SUPPLIED RECORDS >>

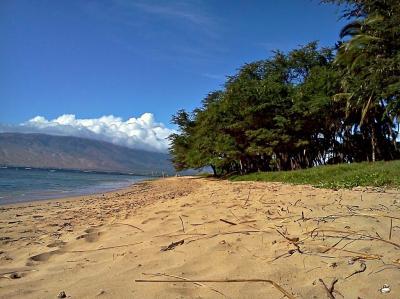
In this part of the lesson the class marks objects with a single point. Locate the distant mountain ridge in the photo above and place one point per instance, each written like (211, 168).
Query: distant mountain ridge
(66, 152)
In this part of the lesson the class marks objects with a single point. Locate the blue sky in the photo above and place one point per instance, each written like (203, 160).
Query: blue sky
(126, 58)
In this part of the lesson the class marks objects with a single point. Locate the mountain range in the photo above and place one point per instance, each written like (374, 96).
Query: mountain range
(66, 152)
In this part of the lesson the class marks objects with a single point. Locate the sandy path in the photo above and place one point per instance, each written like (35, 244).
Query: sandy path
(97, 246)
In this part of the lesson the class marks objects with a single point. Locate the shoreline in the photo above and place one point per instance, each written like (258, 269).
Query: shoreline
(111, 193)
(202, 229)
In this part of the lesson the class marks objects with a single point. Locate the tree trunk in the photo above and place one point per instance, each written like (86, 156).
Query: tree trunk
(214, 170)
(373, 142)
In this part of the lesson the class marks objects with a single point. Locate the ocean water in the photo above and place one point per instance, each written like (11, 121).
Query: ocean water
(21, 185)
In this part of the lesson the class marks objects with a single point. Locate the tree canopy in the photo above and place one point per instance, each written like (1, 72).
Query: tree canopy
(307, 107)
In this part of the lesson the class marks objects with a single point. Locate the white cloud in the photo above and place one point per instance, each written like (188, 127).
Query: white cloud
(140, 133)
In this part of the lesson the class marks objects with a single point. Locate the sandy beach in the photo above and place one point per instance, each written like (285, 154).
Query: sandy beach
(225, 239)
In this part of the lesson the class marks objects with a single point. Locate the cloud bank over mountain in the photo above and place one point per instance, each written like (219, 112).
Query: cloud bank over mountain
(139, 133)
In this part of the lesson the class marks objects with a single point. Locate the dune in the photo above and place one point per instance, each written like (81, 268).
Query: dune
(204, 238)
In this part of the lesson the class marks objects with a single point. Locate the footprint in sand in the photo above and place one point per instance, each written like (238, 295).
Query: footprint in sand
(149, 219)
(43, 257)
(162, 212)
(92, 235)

...

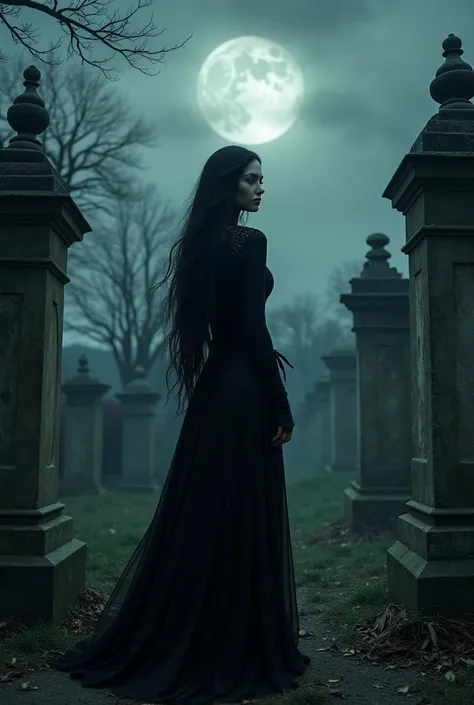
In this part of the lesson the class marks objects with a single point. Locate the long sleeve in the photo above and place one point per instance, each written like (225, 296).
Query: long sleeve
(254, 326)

WHAT IS NEEDED >> Search the listing above for the lines with "like (211, 168)." and "like (258, 269).", then output those lines and all lines between them exactly.

THE COMPLETED TASK >>
In this part of the lesson the class marks objects with a single point. Locate the distant mountain ridge in the photo above and place one point per instance, each written like (211, 168).
Query: distant mountain ridge
(66, 152)
In this part of the lesson the class marks objects with a single point. Locate the blue sky in the photo above and place one point per instance, each written like (203, 160).
Query: blue sky
(126, 58)
In this part of the lesson the class marks objects with a single point. Locate the mountain range in the photo above and place one point per instance, each written like (374, 96).
Query: mountain range
(66, 152)
In this part of the lesson the class marks objects with a single point. Locate the sandy path in the photo above and place one point per instance, each written like (35, 244).
Query: sandy path
(97, 246)
In this part of the lesson the class marks objects with a single point. Locate the shoreline in the photo above and place one point per instance, each written like (258, 269).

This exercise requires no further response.